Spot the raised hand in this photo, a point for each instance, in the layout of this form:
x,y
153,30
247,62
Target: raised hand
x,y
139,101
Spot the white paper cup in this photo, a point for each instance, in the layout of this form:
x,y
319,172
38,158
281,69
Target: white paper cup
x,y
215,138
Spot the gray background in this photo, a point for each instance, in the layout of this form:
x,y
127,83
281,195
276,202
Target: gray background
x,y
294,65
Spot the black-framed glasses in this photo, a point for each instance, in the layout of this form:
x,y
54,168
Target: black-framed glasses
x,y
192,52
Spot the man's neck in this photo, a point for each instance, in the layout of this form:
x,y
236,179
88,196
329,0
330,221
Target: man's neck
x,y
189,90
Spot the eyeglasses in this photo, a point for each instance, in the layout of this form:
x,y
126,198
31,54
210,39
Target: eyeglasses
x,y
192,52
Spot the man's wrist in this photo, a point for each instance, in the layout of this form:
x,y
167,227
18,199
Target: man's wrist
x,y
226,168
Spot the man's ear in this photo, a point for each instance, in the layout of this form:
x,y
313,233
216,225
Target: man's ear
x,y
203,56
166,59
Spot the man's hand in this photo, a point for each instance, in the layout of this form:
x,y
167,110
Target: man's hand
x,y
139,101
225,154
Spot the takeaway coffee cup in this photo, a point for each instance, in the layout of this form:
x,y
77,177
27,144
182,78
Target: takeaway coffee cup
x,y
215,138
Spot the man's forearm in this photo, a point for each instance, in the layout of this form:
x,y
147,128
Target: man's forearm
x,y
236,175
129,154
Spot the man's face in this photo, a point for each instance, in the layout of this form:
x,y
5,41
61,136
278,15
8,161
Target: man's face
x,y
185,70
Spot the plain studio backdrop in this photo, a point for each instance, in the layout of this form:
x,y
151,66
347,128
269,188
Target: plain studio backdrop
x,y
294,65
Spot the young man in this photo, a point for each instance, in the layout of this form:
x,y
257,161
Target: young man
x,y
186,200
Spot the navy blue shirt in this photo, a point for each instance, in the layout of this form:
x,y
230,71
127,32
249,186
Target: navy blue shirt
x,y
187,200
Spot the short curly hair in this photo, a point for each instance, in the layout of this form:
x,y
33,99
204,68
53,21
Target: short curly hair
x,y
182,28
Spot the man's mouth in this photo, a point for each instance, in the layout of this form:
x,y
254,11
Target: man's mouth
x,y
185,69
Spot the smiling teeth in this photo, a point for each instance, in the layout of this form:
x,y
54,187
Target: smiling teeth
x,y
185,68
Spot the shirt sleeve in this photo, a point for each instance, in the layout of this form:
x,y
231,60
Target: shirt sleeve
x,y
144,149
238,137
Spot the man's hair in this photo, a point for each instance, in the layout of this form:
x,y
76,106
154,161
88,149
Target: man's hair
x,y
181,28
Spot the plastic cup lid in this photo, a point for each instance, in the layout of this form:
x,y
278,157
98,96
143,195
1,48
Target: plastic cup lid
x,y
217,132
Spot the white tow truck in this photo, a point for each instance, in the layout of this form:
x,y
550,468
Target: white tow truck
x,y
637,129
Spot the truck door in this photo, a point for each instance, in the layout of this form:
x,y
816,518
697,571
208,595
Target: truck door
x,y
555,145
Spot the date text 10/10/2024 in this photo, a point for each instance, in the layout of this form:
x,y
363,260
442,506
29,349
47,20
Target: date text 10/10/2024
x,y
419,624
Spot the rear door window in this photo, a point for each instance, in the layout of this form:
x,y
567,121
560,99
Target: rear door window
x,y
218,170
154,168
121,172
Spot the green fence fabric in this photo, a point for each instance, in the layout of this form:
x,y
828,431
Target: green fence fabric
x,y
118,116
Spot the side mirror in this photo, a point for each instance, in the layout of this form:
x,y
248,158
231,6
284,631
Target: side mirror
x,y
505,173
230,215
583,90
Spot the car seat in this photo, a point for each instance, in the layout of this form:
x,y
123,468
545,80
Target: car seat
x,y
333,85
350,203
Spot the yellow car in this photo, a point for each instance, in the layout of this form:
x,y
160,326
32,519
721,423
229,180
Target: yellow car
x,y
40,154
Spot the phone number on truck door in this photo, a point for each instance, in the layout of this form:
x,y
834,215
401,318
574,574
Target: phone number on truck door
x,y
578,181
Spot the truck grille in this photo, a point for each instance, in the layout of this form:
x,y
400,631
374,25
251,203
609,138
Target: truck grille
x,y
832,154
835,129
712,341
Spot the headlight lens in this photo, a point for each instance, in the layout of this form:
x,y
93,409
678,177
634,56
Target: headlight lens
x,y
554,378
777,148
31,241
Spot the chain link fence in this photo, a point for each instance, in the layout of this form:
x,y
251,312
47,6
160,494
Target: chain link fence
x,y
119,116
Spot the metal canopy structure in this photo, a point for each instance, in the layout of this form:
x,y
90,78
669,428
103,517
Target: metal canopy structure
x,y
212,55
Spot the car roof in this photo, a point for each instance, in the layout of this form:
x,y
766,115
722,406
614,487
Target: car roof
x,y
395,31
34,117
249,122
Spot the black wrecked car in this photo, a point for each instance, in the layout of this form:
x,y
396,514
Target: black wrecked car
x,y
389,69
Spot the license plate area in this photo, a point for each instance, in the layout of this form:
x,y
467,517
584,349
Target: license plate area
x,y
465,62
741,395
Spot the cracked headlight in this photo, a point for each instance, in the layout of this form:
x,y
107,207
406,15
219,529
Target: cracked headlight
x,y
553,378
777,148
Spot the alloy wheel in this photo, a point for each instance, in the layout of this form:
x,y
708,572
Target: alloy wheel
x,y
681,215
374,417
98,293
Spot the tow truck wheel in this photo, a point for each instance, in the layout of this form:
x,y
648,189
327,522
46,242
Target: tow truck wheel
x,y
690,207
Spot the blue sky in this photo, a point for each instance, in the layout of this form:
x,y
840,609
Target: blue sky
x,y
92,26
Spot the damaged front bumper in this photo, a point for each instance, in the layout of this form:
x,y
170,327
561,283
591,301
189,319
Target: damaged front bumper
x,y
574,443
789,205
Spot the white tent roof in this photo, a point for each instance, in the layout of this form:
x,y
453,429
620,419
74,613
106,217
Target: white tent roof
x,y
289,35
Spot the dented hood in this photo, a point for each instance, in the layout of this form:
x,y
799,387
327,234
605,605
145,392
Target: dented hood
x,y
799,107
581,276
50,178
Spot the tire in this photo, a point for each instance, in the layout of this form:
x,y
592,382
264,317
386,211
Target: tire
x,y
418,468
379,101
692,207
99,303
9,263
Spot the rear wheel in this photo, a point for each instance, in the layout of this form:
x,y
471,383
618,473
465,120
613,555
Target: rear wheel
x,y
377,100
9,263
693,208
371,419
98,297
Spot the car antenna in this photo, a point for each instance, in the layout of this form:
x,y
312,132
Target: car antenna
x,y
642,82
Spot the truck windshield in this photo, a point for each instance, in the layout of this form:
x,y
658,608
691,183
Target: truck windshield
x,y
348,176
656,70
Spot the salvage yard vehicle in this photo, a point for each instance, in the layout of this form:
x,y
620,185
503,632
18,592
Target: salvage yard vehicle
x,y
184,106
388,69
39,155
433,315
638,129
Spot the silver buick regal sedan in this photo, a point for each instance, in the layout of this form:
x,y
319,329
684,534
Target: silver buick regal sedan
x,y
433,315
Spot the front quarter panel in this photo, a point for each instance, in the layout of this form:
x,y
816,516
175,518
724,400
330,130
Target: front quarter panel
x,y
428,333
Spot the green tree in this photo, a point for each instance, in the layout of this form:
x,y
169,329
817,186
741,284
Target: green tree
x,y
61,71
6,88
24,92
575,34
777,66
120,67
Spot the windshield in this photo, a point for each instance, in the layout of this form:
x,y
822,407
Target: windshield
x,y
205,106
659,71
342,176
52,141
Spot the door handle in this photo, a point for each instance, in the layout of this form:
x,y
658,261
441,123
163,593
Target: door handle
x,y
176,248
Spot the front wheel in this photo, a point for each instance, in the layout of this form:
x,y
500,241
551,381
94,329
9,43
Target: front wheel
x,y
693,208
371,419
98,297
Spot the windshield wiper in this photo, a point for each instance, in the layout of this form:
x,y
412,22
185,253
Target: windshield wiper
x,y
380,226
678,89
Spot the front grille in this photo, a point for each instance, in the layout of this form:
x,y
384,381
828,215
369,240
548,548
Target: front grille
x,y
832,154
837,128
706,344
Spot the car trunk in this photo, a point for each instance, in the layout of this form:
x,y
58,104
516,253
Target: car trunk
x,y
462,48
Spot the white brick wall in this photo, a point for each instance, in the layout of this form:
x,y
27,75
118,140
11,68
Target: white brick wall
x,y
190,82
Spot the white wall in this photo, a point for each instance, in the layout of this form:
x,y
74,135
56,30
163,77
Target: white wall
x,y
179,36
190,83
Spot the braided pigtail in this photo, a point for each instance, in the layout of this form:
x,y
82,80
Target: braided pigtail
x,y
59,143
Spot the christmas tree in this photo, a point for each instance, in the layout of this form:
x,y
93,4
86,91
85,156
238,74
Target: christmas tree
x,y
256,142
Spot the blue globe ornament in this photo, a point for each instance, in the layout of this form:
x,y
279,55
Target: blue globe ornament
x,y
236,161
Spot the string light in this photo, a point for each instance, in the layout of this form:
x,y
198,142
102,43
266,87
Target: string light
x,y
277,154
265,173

────────

[Requirements] Convert the entries from the line containing "Spot the blue globe" through the end of the entries into a JSON list of strings, one string per line, omitting blank lines.

[Task output]
[
  "Spot the blue globe ornament in this photo, a point for each instance, in the layout of this form:",
  "x,y",
  "279,55",
  "Target: blue globe ornament",
  "x,y",
  "236,161",
  "Spot the string light in this photo, a point for each instance, in the layout of this form:",
  "x,y",
  "198,142",
  "102,43",
  "266,87",
  "Target: string light",
  "x,y",
  "277,154",
  "265,173"
]